-- WHAT THE TASK ASKS --
Render the lines of the records as a numbered list, from the line with "the crowd of people" through the final line of the records, both included and blank lines omitted.

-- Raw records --
━━━━━━━━━━━━━━━━
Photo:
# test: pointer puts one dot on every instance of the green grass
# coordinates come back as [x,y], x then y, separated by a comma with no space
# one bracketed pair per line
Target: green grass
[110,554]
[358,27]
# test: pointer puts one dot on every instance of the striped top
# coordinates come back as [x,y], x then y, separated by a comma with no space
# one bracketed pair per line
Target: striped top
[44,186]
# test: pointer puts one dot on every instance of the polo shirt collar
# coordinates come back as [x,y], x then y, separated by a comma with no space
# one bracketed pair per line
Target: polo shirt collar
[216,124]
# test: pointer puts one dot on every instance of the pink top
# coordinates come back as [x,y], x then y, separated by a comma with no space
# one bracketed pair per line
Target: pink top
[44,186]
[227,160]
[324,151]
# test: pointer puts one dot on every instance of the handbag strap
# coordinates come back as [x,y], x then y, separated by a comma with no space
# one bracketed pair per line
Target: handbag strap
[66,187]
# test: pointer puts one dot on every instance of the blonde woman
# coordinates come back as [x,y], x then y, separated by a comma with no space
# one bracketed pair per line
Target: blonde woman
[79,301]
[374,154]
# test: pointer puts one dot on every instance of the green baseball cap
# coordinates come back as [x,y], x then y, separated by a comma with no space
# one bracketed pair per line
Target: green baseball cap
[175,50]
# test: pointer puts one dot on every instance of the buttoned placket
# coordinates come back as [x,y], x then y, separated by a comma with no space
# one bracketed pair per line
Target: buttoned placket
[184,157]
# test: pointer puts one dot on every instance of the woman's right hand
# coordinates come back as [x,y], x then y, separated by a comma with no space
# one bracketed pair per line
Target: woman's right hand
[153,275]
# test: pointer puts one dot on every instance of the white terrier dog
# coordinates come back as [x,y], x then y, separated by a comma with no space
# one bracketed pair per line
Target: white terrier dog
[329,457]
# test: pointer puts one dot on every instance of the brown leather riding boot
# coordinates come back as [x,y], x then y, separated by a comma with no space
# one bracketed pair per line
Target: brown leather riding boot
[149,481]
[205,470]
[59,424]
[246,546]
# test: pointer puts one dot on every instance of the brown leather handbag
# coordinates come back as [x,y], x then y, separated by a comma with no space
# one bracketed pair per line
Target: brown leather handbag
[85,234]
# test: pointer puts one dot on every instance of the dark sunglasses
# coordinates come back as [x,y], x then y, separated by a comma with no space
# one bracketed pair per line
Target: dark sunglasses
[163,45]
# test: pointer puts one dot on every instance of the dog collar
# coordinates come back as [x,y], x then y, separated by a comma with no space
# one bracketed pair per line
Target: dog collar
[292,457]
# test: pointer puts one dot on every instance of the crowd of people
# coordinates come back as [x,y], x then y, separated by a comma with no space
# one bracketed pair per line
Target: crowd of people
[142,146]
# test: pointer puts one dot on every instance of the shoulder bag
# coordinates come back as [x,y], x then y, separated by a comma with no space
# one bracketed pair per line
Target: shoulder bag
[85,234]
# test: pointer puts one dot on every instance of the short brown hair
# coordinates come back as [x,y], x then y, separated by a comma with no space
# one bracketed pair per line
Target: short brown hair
━━━━━━━━━━━━━━━━
-- COMPLETED TASK --
1. # test: pointer puts one dot on every instance of the crowd of people
2. # coordinates come back as [x,y], x then y, separated by a comma with no space
3. # one bracketed pair per line
4. Target: crowd of people
5. [142,146]
6. # test: pointer puts one dot on every instance of the shoulder bag
7. # coordinates come back as [x,y], x then y, separated by a comma with no space
8. # one bracketed pair per line
9. Target: shoulder bag
10. [85,234]
11. # test: pointer puts one dot on every instance of the short brown hair
12. # coordinates come back as [x,y], x then y, separated by a comma with no space
13. # one bracketed pair per line
14. Target: short brown hair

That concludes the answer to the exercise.